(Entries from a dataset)
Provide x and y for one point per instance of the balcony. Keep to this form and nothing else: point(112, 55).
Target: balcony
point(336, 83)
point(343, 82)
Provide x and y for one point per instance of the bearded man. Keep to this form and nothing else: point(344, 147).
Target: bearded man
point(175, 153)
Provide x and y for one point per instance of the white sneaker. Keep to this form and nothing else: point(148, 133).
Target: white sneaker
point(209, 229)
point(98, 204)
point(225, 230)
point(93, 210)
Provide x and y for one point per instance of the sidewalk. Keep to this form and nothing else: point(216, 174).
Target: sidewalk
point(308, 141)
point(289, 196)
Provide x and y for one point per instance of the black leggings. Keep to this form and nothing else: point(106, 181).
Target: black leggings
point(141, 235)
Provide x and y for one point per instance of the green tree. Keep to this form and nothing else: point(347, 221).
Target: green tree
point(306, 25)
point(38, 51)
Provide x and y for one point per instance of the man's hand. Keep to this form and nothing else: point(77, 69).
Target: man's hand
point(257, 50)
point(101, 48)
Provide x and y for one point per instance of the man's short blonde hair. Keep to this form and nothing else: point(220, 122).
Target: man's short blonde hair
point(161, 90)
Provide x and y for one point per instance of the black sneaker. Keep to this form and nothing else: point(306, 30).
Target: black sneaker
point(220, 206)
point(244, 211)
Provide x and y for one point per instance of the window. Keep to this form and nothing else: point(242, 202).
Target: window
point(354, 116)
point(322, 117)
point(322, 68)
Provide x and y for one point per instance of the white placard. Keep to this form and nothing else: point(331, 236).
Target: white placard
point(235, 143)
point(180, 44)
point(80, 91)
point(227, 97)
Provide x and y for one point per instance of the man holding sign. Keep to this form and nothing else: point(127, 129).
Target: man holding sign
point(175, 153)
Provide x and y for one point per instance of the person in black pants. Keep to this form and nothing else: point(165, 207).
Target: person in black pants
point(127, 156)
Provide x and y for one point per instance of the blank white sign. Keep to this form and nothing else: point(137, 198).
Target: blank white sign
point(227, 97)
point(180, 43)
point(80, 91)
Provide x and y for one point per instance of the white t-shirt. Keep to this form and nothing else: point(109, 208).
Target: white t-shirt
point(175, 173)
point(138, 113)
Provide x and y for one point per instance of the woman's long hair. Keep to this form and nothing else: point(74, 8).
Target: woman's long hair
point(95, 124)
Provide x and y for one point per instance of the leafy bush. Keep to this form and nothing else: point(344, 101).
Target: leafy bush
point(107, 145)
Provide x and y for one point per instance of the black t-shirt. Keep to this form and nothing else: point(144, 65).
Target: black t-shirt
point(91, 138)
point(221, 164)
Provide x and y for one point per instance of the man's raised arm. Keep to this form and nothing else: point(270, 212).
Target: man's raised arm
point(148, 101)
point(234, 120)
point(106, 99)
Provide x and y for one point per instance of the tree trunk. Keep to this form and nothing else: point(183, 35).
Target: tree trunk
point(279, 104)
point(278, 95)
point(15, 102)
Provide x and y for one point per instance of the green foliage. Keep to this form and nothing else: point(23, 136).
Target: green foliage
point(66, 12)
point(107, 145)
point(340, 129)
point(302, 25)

AIM:
Print the records above line for line, with nothing altered.

ANSWER TO THE TASK:
Provide x and y for one point per instance of the balcony. Keep to this form and nothing else: point(112, 55).
Target: balcony
point(336, 83)
point(343, 82)
Provide x and y for one point per instance of the bearded man. Keep to this form and nothing else: point(344, 147).
Target: bearded man
point(175, 153)
Provide x and y for one point per instance of the white sneaker. Keep to this form and nothing else: point(148, 133).
Target: white sneaker
point(209, 229)
point(98, 204)
point(225, 230)
point(93, 210)
Provide x and y for one point per instance of the sidewalk. Keep to this form and nothing else: point(216, 174).
Target: sidewalk
point(308, 141)
point(289, 196)
Provide x and y for one point per instance of the black leggings. Keep to this form and nothing else: point(106, 181).
Target: black leggings
point(141, 235)
Provide x and y for one point per instance of the green tree. Keep to this form and nothing else: point(347, 221).
Target: green tree
point(306, 25)
point(38, 51)
Provide x and y for one point per instance of the man's hand. Keep to this form and nothing else: point(77, 69).
Target: man's hand
point(257, 50)
point(101, 48)
Provide x and y for one point per instance of the man's short blonde hair. Keep to this form and nothing else: point(220, 122).
Target: man's short blonde hair
point(161, 90)
Provide x and y for one point per instance of the black sneaker. Keep to this form and nothing else: point(306, 30).
Target: black sneaker
point(220, 206)
point(244, 211)
Provide x and y for one point per instance of the window. Keep to this form and nothing else: point(242, 202).
Target: window
point(354, 116)
point(322, 117)
point(322, 68)
Provide x and y for one point per instance of the white placard. Keep to this form and nothing else: point(331, 236).
Target: white placard
point(235, 143)
point(180, 44)
point(80, 91)
point(227, 97)
Provide x and y for one point per instance of the man holding sign. Keep to this form and nothing else: point(127, 129).
Target: man holding sign
point(175, 153)
Provide x and y for one point per instance of the person in black pants. Keep to this form and nothing else: point(165, 207).
Target: person in black pants
point(127, 156)
Provide x and y for one point per instance of the blank white sign. Keep to this form and nothing else: point(137, 198).
Target: blank white sign
point(227, 97)
point(180, 43)
point(80, 91)
Provide x and y for one point per instance of the white t-shirt. Keep to this form and nothing else: point(109, 208).
Target: white t-shirt
point(175, 173)
point(138, 113)
Provide x and y for one point per instance of the woman's long hair. Keep to this form and nothing else: point(74, 8).
Target: woman's long hair
point(95, 124)
Provide x and y for one point per instance of the leafy bush. Keep to this form and nothing else: point(344, 101).
Target: leafy bush
point(107, 145)
Provide x and y for one point per instance of the black t-shirt. Keep to this form and nothing else: point(144, 65).
Target: black t-shirt
point(91, 138)
point(221, 164)
Provide x and y for one point per instance of the man's raised arm. Keep to this form and nothing else: point(270, 212).
Target: man's raised arm
point(148, 101)
point(234, 120)
point(106, 99)
Provide x and y for one point per instance of the tree trunk. Keep to this form and nothing else: point(183, 35).
Target: tree trunk
point(279, 104)
point(278, 95)
point(15, 102)
Provide x and y for one point per instance of the green foliage. Keep to this form and nothing else: point(23, 136).
Target: green foliage
point(66, 12)
point(107, 145)
point(340, 129)
point(302, 25)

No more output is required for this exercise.